**Extracted text**
—————
How Will You Respond When – Not If – Suffering Comes?

A few weeks ago, I finished reading a book that will end up knocking something off of my Top 10 List of most influential books in my life, as this one surely deserves a place at the top.

The title is Be Still, My Soul: Embracing God’s Purpose & Provision in Suffering. Edited by Nancy Guthrie, the book is a compilation of the writings of dozens of authors, all writing on the problem of pain and suffering that is a reality of life this side of heaven.

Sounds like a heavy read, does it not? Maybe not something you’d be at all interested in reading unless you were, indeed, going through some pretty intense suffering. But the truth is that all of us, sooner or later, will experience loss, tragedy, hardships, painful circumstances and distressing seasons. Choose your adjective, suffering will come. The question is not whether you will end up having to go through a rough season in life, but how you will respond when it comes.

One thing I’ve found to be true is that it’s in the midst of suffering that your faith will be most intensely tested.

Certainly that’s what one of the authors, Dr. Martyn Lloyd-Jones, believed. One of the excerpts was written by Lloyd-Jones and titled “The Test of a Crisis.” In that chapter, he writes:

When we go through a crisis, it shows exactly and precisely what kind of person we really are. In times when life is pursuing the ordinary tenor of its way, we all succeed in making a fair show. It is so easy to live out an artificial and a superficial life and to persuade ourselves that we really are what we would like to be. But in a time of trial and of crisis, the natural, the real, and true come into view.

A time of crisis and of difficulty also tests and demonstrates very clearly what we really believe, and the nature of our religious faith.
—————
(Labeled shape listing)
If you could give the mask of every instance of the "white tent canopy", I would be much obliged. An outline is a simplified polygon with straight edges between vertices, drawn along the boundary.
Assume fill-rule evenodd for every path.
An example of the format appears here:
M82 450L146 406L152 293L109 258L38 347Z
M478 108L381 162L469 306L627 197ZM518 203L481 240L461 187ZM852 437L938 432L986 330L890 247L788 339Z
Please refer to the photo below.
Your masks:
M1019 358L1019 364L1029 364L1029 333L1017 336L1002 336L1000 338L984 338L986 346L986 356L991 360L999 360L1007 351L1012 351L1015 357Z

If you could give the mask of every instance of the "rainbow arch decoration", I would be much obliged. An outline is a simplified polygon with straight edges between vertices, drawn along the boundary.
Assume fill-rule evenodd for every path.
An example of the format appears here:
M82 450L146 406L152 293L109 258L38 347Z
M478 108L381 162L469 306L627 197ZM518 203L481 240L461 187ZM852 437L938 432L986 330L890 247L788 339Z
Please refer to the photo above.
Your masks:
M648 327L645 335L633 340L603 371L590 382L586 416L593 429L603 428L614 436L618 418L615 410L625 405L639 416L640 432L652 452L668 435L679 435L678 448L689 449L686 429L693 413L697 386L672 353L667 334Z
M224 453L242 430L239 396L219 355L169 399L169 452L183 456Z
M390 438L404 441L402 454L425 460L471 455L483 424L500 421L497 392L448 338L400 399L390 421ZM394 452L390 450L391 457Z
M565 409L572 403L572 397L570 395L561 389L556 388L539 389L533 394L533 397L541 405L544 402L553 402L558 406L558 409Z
—————
**Objectives**
A. Output the lines of the labeled shape listing as a JSON list of strings, one string per line and with blank lines omitted, starting at the first line of the listing and going up to and including the line containing "M1019 358L1019 364L1029".
B. Write what comes next in the piece about responding to suffering, picking up right after its final sentence.

**Exercise answers**
A.
[
  "If you could give the mask of every instance of the \"white tent canopy\", I would be much obliged. An outline is a simplified polygon with straight edges between vertices, drawn along the boundary.",
  "Assume fill-rule evenodd for every path.",
  "An example of the format appears here:",
  "M82 450L146 406L152 293L109 258L38 347Z",
  "M478 108L381 162L469 306L627 197ZM518 203L481 240L461 187ZM852 437L938 432L986 330L890 247L788 339Z",
  "Please refer to the photo below.",
  "Your masks:",
  "M1019 358L1019 364L1029 364L1029 333L1017 336L1002 336L1000 338L984 338L986 346L986 356L991 360L999 360L1007 351L1012 351L1015 357Z"
]

B.
As I read this excerpt several weeks ago, I couldn’t help but shrink back a little as I remembered how poorly I have responded to painful situations and difficult trials when they began to come my way as a relatively new believer.

If you are not a Christian, it is at least consistent that you might respond poorly, rage against the fates (so to speak) and focus on self-preservation during dark days. But as a believer, our responses should be significantly different from those around us, especially those who put their hope in their possessions, their money or themselves. After all, we believe in a Sovereign God who has rescued us from all that and offered us an eternity with Him…right? That’s what we say during times of plenty, anyway.

And yet, we do often respond so poorly. I know I have. I’ve been whiny, I’ve kicked at the goads and I’ve raged, angry simply at the way things were turning out.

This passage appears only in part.